[Collected data]
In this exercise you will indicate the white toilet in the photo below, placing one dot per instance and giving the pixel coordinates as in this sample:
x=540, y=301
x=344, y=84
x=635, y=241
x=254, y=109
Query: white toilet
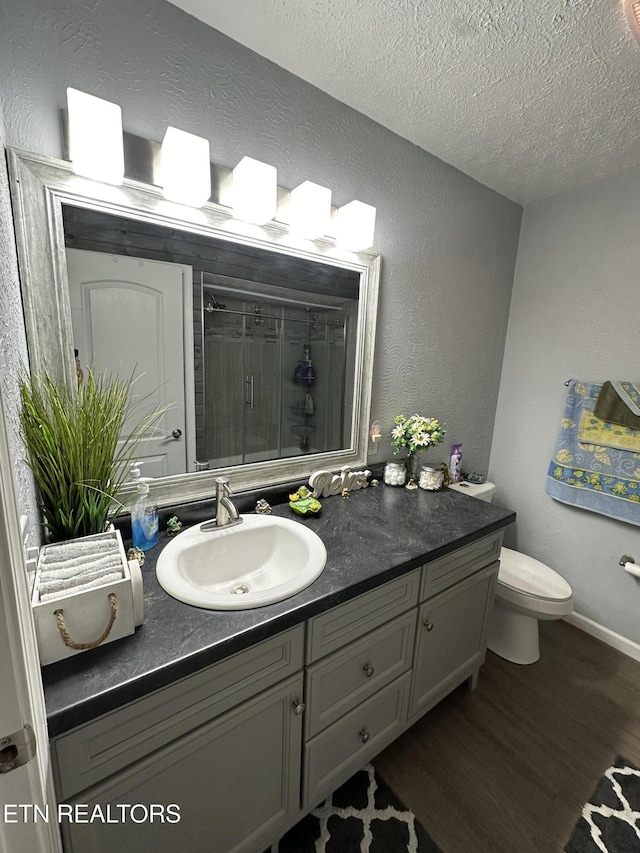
x=526, y=591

Task goal
Print every line of the entries above unchanged, leaving out the pictures.

Result of this task
In this exercise you will indicate the white toilet in the photo below, placing one dot per instance and giving the pixel coordinates as in this sample:
x=540, y=301
x=344, y=84
x=635, y=241
x=254, y=109
Query: white toilet
x=526, y=591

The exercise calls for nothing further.